Count the lines in the records that hold the string "green". Only the number should be given.

Record set.
==================================================

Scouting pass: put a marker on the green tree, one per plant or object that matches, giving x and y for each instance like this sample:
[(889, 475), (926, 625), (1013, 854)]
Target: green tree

==================================================

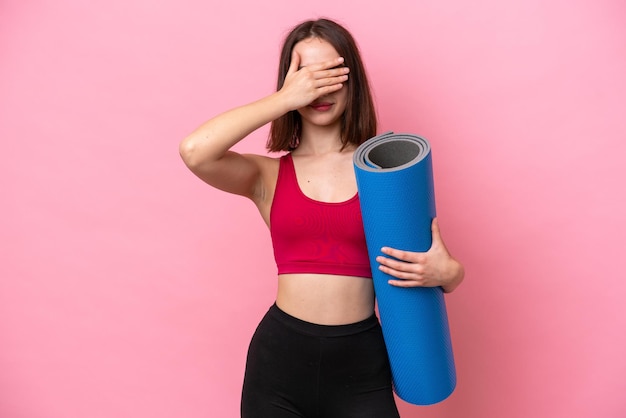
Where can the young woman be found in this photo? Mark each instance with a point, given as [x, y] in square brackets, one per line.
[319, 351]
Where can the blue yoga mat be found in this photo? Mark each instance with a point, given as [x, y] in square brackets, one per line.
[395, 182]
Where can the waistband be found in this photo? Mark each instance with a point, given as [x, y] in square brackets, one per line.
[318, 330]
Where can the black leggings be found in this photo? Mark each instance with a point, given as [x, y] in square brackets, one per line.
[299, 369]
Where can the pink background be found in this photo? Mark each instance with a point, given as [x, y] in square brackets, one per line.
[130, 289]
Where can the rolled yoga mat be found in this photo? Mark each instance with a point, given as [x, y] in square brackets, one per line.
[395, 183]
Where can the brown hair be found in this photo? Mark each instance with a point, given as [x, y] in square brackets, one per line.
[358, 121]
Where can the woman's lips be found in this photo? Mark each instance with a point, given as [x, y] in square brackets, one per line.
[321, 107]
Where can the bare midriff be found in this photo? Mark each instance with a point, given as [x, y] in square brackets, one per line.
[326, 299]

==================================================

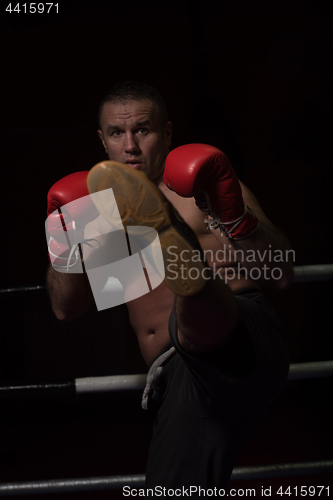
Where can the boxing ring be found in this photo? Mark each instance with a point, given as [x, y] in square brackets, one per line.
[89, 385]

==================================================

Answer to the exercise.
2